- **What you are asked to do**
Would you please copy each line of the listing that mentions "white"?

- **Exercise materials**
+ + +

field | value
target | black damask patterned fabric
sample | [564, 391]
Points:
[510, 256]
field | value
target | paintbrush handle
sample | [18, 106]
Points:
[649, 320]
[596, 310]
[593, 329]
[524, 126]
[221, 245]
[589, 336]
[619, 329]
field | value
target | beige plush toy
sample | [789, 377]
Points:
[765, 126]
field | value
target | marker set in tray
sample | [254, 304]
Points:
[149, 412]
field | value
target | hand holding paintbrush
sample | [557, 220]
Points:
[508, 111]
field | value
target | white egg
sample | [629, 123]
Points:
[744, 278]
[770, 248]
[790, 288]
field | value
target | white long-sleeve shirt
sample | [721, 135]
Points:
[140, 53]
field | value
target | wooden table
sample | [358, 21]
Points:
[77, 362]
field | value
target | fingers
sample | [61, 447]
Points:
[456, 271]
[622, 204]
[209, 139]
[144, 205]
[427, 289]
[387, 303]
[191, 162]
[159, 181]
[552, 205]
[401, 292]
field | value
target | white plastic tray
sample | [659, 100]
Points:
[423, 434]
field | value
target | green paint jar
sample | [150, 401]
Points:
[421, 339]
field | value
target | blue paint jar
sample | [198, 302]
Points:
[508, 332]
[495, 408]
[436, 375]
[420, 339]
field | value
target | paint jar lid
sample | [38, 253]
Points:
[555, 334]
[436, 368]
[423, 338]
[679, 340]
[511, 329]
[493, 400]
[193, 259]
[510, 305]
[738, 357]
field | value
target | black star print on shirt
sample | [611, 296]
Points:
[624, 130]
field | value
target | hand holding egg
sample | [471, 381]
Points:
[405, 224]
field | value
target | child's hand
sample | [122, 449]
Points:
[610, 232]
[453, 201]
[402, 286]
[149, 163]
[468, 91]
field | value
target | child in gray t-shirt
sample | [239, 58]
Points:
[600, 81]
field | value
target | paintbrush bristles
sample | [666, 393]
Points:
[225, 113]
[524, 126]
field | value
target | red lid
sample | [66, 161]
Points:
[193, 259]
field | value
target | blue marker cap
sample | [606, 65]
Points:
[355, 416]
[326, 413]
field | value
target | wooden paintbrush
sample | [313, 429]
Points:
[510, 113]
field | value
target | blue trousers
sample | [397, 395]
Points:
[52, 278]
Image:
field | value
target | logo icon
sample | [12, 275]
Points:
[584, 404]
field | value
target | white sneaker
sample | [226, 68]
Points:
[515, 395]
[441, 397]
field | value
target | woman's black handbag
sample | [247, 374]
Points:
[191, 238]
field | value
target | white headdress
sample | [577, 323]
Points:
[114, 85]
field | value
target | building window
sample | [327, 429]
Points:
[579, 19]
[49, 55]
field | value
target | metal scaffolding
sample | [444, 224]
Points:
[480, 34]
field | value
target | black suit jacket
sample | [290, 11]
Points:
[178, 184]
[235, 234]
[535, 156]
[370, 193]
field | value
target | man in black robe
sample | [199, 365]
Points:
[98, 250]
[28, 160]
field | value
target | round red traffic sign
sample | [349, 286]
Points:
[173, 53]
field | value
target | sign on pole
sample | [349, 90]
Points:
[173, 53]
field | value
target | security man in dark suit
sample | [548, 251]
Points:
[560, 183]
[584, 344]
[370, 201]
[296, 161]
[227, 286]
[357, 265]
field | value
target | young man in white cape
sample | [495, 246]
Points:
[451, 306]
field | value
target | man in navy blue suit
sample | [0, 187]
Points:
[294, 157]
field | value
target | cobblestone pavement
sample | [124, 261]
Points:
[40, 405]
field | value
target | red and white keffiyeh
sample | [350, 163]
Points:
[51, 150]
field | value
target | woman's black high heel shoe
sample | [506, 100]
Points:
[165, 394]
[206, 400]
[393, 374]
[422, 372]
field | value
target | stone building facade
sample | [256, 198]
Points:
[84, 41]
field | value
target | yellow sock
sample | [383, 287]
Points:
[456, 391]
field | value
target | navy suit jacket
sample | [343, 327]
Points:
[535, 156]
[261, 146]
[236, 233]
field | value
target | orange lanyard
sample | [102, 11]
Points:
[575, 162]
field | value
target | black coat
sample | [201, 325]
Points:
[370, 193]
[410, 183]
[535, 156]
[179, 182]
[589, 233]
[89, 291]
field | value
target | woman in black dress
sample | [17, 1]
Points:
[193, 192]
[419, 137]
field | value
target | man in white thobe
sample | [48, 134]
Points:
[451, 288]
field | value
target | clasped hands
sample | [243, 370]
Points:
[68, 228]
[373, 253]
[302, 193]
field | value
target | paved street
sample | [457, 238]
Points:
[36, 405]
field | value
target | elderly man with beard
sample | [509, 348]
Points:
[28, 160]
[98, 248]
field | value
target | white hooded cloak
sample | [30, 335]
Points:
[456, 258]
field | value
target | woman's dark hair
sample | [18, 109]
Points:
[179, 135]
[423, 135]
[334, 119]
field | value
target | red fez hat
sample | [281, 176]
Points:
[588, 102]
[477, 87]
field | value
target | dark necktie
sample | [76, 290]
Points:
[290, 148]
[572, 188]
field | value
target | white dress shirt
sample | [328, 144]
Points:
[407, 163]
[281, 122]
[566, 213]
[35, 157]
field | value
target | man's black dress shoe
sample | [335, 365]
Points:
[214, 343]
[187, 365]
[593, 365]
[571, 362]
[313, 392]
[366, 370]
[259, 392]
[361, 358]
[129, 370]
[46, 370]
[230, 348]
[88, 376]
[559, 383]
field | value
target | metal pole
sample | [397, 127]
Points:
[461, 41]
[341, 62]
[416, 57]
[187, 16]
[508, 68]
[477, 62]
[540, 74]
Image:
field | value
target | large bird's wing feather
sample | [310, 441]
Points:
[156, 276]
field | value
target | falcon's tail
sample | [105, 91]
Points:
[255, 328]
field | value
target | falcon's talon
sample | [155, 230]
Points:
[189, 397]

+ + +

- **Written response**
target | white egg
target | white long-sleeve shirt
target | white plastic tray
target | white sneaker
target | white headdress
target | young man in white cape
target | red and white keffiyeh
target | man in white thobe
target | white hooded cloak
target | white dress shirt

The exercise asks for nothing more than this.